--- START Supplied records ---
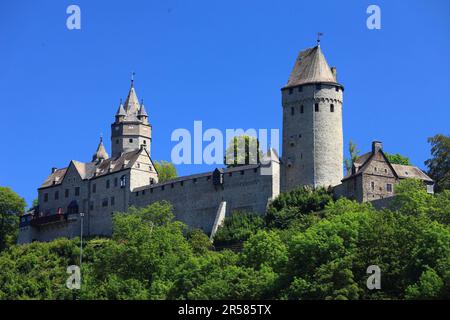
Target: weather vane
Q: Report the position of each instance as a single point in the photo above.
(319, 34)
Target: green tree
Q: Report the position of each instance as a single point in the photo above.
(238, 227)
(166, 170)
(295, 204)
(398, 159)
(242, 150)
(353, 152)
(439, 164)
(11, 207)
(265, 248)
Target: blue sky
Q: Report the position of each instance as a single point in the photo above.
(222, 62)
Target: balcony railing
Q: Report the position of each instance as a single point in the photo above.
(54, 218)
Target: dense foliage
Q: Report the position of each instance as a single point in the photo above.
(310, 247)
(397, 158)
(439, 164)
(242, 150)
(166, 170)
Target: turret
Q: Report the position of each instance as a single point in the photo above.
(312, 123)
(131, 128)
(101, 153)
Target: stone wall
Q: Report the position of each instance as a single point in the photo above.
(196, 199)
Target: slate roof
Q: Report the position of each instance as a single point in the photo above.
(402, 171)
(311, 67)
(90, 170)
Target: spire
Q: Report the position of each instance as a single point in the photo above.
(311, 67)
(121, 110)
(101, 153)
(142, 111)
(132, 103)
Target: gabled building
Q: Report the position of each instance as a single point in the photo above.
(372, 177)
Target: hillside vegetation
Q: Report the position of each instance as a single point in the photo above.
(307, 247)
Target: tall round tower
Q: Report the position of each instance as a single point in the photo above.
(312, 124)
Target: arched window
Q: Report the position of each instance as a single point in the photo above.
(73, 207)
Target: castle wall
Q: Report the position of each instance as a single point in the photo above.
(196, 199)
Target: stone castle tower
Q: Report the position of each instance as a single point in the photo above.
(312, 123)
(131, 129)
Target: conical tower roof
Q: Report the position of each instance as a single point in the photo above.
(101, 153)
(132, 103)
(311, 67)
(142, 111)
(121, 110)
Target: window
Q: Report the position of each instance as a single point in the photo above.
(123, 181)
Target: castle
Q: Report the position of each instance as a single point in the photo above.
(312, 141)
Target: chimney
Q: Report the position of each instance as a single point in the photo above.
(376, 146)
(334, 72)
--- END Supplied records ---
--- START Supplied records ---
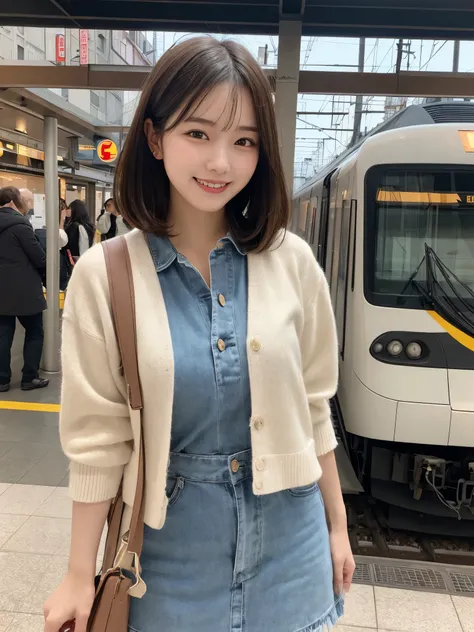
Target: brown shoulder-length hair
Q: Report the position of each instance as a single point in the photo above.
--- END Supplied records ---
--- START Supplied records ---
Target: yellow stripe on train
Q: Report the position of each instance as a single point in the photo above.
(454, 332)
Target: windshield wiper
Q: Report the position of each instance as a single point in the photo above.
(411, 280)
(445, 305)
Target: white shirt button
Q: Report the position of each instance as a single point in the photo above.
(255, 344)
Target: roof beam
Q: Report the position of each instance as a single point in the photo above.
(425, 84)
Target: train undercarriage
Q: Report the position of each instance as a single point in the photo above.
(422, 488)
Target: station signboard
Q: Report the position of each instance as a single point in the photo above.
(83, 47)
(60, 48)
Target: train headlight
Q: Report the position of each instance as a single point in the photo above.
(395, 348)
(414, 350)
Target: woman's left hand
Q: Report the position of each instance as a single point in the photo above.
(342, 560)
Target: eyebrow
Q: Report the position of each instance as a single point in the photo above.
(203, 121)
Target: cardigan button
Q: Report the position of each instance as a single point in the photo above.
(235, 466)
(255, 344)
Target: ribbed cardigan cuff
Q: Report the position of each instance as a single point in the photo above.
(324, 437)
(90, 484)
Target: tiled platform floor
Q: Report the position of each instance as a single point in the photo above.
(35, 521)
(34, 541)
--- END Supplied records ---
**Task statement:** Gather every row above that contains the word "window", and copy each one in full.

**Exercise response:**
Target: arched window
Target: window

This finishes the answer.